** Opening Material to process block **

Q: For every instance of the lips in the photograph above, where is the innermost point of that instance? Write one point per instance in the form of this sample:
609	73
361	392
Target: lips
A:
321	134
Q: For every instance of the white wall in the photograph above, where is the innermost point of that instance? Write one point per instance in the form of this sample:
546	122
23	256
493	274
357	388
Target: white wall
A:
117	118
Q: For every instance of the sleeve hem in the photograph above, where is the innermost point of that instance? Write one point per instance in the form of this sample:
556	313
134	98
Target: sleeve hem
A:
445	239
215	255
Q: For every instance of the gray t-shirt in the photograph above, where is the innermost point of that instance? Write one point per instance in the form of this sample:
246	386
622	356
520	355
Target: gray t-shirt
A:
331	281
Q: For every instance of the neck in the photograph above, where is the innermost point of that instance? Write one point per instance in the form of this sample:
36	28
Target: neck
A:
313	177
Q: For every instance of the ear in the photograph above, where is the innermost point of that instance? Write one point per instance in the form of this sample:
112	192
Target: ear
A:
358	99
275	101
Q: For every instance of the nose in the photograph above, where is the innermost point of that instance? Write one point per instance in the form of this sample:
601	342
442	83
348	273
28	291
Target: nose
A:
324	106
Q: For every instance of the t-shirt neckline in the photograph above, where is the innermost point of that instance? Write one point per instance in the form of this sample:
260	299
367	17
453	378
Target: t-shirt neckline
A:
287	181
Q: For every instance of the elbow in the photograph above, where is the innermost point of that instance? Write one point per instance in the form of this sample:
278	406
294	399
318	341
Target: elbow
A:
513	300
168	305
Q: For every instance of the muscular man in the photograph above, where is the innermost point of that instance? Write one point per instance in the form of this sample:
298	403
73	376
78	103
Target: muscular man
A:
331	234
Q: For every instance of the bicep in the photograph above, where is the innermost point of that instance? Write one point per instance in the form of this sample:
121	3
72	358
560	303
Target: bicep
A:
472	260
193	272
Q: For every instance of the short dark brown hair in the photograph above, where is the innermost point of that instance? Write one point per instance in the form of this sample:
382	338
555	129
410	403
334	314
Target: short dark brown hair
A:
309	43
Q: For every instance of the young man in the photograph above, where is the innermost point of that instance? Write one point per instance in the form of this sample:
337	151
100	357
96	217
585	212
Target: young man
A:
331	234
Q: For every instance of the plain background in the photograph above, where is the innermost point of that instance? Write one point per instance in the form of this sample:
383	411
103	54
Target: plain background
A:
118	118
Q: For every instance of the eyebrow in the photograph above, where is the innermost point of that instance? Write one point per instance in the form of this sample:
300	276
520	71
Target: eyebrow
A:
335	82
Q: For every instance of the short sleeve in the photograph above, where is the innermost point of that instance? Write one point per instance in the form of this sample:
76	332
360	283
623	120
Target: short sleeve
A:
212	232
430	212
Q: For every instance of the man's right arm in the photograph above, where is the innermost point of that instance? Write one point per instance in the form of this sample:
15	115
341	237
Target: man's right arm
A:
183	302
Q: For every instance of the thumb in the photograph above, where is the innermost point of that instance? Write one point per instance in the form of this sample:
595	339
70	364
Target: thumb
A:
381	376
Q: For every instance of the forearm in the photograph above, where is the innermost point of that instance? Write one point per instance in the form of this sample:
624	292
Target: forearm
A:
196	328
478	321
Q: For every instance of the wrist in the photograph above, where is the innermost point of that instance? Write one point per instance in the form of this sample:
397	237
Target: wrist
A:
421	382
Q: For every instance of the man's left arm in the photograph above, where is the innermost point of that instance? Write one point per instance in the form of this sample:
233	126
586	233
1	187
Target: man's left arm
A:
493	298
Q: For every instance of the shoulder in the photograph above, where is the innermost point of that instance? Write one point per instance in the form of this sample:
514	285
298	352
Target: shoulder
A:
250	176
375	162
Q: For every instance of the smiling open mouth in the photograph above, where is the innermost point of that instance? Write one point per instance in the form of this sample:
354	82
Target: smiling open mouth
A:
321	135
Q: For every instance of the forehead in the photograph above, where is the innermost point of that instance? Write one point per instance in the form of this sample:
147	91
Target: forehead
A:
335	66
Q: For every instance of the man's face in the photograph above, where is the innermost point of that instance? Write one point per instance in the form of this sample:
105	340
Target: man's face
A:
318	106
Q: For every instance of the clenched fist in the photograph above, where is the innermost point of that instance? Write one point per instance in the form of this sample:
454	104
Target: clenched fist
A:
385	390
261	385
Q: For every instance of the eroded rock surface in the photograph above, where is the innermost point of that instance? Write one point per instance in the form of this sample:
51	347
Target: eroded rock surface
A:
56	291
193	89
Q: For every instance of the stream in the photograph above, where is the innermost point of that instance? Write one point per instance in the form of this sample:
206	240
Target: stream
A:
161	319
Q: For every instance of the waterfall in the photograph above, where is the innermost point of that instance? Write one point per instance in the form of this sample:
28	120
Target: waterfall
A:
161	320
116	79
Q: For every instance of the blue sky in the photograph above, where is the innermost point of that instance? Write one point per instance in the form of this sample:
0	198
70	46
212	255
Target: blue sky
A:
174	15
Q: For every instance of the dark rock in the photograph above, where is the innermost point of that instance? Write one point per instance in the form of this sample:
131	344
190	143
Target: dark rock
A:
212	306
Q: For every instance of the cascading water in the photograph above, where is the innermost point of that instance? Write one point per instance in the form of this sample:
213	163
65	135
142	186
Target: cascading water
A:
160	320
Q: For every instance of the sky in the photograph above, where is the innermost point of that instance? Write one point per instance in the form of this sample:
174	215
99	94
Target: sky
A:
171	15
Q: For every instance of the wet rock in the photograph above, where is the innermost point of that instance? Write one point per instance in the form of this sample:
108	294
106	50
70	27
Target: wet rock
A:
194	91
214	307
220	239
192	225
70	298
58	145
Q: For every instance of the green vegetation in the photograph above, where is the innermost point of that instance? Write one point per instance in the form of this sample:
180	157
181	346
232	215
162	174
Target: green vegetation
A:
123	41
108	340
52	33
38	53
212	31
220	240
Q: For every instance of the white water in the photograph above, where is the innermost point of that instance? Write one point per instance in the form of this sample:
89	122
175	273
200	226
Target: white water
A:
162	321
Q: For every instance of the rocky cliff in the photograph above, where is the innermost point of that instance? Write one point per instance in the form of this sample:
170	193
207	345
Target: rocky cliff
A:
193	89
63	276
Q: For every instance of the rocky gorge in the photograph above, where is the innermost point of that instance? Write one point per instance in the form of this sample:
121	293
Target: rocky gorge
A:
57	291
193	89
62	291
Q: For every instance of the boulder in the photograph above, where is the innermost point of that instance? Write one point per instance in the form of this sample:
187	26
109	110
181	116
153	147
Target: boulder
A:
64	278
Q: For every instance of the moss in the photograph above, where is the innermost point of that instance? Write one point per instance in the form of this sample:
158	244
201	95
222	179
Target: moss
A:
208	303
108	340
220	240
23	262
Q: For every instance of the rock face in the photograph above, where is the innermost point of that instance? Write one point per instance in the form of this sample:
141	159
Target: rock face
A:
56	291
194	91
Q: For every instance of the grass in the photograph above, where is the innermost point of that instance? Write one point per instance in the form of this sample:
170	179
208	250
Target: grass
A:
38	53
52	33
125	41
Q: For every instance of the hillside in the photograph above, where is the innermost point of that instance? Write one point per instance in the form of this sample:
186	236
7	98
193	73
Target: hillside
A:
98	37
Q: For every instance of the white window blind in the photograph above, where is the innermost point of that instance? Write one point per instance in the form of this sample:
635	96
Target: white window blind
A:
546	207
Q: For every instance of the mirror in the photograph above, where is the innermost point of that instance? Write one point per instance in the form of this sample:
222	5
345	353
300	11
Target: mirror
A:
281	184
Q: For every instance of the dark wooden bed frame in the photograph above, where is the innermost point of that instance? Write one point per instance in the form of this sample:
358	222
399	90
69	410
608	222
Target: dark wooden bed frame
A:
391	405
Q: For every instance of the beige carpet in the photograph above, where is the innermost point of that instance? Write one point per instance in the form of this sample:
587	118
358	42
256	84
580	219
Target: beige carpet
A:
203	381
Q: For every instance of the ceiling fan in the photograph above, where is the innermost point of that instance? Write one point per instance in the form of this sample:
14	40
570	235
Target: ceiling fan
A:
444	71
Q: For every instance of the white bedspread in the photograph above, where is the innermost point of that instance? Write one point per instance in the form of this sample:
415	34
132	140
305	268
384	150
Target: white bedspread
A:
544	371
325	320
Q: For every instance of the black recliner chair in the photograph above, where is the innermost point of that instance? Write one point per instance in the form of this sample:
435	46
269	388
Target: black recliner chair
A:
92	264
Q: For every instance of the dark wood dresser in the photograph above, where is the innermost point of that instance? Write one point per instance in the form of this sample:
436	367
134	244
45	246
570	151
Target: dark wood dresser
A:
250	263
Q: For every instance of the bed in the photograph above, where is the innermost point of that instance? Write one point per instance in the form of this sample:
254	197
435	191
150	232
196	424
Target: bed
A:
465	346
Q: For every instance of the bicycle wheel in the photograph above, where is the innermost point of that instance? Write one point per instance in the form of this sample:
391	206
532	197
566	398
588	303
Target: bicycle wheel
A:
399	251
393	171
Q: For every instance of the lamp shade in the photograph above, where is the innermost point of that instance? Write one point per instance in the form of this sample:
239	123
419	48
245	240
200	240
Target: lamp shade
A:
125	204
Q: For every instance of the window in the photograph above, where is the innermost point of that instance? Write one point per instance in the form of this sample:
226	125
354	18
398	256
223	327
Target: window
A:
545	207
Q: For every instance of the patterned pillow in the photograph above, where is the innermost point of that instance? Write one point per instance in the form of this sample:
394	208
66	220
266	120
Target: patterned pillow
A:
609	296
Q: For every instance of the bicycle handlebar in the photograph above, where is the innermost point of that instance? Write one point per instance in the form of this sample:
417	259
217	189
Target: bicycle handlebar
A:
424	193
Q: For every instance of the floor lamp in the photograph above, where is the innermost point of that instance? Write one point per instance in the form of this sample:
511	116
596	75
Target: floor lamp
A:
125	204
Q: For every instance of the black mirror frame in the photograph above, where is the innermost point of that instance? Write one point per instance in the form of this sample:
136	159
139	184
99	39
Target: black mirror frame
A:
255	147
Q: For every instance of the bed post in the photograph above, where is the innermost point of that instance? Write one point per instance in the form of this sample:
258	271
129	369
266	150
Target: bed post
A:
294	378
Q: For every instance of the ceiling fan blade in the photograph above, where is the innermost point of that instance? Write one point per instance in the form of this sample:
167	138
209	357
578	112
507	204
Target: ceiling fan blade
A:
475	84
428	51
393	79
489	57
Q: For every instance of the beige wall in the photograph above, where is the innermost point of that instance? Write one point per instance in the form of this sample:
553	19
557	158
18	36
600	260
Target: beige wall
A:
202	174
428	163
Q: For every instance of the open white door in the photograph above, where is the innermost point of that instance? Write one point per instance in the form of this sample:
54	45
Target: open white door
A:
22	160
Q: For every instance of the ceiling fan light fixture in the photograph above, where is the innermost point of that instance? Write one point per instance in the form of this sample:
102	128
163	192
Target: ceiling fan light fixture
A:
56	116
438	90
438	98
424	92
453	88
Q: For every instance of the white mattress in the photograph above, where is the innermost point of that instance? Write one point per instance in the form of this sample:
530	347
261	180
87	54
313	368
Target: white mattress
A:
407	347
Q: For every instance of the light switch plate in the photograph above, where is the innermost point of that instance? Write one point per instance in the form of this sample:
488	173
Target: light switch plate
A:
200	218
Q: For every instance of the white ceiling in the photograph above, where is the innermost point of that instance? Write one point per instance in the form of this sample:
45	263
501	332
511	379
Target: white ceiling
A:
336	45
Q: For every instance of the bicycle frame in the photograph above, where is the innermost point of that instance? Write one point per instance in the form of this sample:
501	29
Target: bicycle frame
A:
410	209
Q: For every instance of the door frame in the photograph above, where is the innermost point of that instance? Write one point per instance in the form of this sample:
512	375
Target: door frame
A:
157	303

** Closing Material to process block **

(Exercise directions):
Your reply should be one number: how many lines in the listing hold the word "thumb".

(Task result):
2